TEXT SEGMENT:
Notes from HTLI Conference on Defending Against Patent Risk
By Eric Goldman
A couple weeks ago, the High Tech Law Institute and the Berkeley Center for Law & Technology co-sponsored a major conference on the evolving patent ecosystem, called “Defense 2.0: New Strategies for Reducing Patent Risk.” We had this conference in the works long before Google started spending like a drunken sailor to buy up patent portfolios, but Google’s recent acquisition binge provided dramatic evidence that perhaps we needed to discuss the phenomenon.
Companies in the computers/software space—especially the smartphone industry—face an daunting risk of patent lawsuits, which has prompted them to spend a LOT of money on patent portfolio acquisition for the sole purpose of securing their “freedom to operate.” Companies amortize the cost of buying their freedom to operate by baking it into their prices, so we as consumers effectively pay the incremental amount–which flows as a lump sum acquisition price to a small number of patent portfolio owners. If society is getting commensurate incremental benefits from these patent portfolio owners, then the patent system is working just fine; but if we aren’t getting that benefit, and instead this tax is incurred because of the costs of litigating patents, then the system is very deeply broken.
This conference was unusual in that it was focused almost entirely on defense-side considerations (the lunch panel was the main exception). Most academic conferences seek “balance” in the form of intellectual diversity; i.e., for every plaintiff expert, there is a defense expert intended to counterbalance the plaintiff perspective. We take balance very seriously at our conferences, but this time we suspended the rule because of the complexity of the defense-side issues and the import of defensive perspectives to the Silicon Valley community. In fact, very few geographic communities could support a defense-focused patent event, but we had a strong showing of about 200 people attending.
Although I was an enthusiastic supporter of this conference, the real “brains” behind it were Robert Barr of BCLT and especially my colleague Colleen Chien, who is doing important and fresh work in this area. See her SSRN page, and follow her at Twitter.
This post provides my notes from the day. As usual, these are not verbatim transcripts, they are my impressions of the speaker’s remarks. Please confirm any statements before relying on them or attributing them to the speakers. We will be posting a video recording from the conference so you can enjoy the event yourself if you missed it.

EXERCISE: Set down, word for word, the part of the conference notes that begins with "Notes from HTLI" and ends with "discuss the phenomenon.".

INFORMATION SHOWN:

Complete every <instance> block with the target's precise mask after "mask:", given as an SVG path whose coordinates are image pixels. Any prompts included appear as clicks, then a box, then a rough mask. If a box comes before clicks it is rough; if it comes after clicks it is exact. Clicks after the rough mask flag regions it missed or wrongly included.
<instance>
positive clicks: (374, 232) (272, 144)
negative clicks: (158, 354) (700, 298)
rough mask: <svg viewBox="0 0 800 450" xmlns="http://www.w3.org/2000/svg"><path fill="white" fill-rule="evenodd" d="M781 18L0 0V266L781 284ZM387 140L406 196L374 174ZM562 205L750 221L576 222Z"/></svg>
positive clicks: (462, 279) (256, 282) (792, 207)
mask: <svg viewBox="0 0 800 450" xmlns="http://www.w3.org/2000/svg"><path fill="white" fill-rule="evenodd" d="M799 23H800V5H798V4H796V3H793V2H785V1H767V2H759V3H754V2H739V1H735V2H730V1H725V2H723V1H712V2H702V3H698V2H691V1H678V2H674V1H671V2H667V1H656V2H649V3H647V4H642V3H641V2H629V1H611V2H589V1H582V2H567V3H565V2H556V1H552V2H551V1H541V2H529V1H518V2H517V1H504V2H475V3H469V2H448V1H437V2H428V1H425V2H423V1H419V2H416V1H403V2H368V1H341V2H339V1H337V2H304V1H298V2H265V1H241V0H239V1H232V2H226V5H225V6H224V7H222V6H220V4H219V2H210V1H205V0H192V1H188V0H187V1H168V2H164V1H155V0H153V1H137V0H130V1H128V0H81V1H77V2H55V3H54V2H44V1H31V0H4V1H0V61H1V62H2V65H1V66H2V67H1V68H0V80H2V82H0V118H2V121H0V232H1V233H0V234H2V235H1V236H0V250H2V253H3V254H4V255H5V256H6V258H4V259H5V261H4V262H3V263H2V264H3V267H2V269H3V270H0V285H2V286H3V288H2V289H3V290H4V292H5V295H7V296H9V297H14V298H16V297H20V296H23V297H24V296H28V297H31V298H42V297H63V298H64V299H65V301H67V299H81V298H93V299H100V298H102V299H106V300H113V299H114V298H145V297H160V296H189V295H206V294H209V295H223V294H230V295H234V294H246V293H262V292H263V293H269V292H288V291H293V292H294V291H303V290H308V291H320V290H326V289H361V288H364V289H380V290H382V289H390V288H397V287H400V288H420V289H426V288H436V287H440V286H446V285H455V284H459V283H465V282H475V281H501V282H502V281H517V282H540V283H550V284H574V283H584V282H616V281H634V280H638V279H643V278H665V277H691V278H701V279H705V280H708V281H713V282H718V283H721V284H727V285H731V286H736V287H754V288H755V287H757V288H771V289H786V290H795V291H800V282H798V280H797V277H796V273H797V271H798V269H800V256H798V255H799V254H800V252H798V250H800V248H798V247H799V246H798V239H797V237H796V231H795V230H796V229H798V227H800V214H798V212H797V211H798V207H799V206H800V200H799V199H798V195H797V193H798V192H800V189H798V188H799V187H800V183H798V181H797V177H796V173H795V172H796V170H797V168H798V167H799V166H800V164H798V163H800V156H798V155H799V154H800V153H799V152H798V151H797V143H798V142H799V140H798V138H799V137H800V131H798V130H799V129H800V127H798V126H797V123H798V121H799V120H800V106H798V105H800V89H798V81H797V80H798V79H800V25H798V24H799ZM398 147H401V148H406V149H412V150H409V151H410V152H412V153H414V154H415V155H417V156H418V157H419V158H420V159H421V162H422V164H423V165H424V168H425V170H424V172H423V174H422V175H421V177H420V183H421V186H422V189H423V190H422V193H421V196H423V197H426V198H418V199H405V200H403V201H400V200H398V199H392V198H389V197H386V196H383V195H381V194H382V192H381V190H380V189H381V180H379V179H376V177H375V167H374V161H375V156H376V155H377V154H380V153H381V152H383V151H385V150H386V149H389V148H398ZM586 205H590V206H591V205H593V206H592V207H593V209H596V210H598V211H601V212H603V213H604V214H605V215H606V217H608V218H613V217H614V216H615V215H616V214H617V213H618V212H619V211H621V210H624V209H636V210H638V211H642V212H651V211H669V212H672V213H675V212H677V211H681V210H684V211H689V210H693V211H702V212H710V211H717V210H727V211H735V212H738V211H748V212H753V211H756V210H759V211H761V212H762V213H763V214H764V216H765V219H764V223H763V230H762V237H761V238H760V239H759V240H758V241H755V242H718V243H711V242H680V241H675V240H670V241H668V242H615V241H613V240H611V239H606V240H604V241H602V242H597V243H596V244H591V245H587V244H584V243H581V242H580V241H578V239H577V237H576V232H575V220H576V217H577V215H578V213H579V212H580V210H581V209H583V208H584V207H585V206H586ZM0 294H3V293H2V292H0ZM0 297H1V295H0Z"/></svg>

RESULT OF THIS EXERCISE:
Notes from HTLI Conference on Defending Against Patent Risk
By Eric Goldman
A couple weeks ago, the High Tech Law Institute and the Berkeley Center for Law & Technology co-sponsored a major conference on the evolving patent ecosystem, called “Defense 2.0: New Strategies for Reducing Patent Risk.” We had this conference in the works long before Google started spending like a drunken sailor to buy up patent portfolios, but Google’s recent acquisition binge provided dramatic evidence that perhaps we needed to discuss the phenomenon.